» **EXERCISE MATERIALS**:
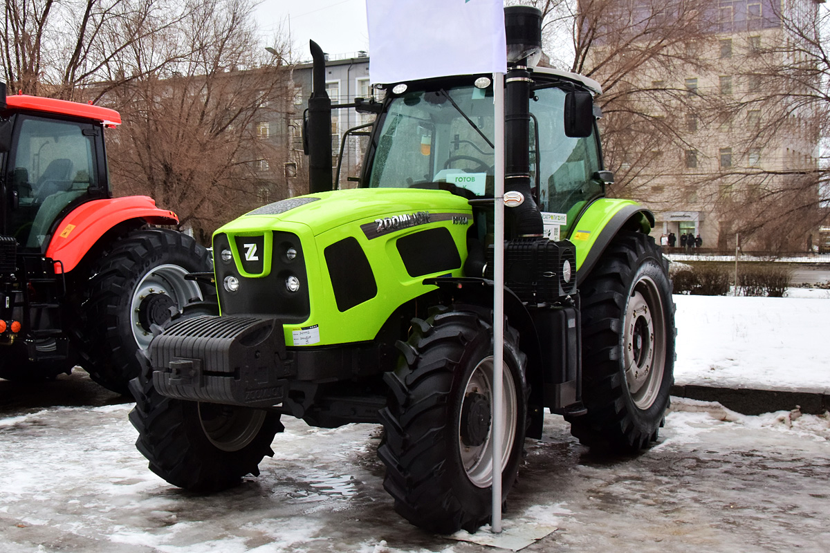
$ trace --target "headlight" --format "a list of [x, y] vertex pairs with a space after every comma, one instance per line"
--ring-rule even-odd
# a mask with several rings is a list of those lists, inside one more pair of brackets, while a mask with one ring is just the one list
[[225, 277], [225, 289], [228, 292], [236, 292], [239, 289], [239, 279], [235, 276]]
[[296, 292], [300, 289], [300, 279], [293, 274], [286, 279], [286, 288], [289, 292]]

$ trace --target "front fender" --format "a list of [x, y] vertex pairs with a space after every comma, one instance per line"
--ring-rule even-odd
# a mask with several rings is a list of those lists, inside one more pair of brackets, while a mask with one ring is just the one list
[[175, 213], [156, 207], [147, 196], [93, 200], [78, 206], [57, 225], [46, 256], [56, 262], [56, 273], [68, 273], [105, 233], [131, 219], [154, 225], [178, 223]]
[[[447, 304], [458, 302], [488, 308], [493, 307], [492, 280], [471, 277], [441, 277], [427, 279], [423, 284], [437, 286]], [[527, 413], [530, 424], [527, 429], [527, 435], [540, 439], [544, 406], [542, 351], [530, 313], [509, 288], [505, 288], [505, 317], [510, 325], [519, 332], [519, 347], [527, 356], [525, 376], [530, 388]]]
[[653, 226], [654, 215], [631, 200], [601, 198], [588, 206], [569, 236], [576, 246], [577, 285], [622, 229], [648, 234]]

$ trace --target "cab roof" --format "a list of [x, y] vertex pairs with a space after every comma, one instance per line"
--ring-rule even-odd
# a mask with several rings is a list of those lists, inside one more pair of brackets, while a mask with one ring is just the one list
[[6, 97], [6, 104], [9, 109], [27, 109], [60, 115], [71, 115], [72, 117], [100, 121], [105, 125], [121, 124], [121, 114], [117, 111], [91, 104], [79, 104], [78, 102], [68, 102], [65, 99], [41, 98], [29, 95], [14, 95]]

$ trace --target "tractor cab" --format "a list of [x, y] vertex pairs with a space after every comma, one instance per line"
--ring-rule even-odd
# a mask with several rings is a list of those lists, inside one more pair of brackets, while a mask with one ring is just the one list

» **WORK REQUIRED**: List each line of the material above that contains the word "target". Only matches with the same capitalization count.

» **EXERCISE SOLUTION**:
$ trace --target "headlight" --format "a list of [x, y] vertex pairs with a space after every comma, one instance per line"
$ trace --target "front fender" --format "a list of [x, y] vertex pairs with a space after every comma, one instance per line"
$ trace --target "cab roof" --format "a list of [x, y] vertex pairs with a space after every comma, one instance per line"
$ trace --target "tractor cab" --format "a list of [x, y] vertex pairs with a space after every comma, one instance per line"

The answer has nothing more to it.